#### The exercise:
Lay out the entries below as a two-column CSV with the header row entry_text,answer and one row per entry. Put each entry's text and its answer in a quoted field of its own, with line breaks replaced by spaces.

#### Records supplied:
══════════
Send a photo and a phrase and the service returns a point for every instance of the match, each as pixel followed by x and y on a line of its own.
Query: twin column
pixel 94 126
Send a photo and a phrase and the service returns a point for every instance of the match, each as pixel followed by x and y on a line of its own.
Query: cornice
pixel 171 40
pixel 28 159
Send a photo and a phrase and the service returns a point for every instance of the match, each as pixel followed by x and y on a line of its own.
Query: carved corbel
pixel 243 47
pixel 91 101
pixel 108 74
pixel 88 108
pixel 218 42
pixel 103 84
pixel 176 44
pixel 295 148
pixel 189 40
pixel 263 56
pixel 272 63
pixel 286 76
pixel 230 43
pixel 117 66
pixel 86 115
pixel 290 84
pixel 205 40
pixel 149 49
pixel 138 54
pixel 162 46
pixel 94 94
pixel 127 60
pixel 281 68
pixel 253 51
══════════
#### Solution below:
entry_text,answer
"Send a photo and a phrase and the service returns a point for every instance of the match, each as pixel followed by x and y on a line of its own. Query: twin column","pixel 94 126"
"Send a photo and a phrase and the service returns a point for every instance of the match, each as pixel followed by x and y on a line of its own. Query: cornice","pixel 171 40 pixel 28 159"
"Send a photo and a phrase and the service returns a point for every instance of the match, each as pixel followed by x and y on a line of its own. Query: carved corbel","pixel 243 47 pixel 91 101 pixel 108 74 pixel 88 108 pixel 218 42 pixel 103 84 pixel 176 44 pixel 295 148 pixel 189 40 pixel 263 56 pixel 272 63 pixel 286 76 pixel 230 43 pixel 117 66 pixel 86 115 pixel 290 84 pixel 205 40 pixel 149 49 pixel 138 54 pixel 162 46 pixel 94 94 pixel 127 60 pixel 281 68 pixel 253 51"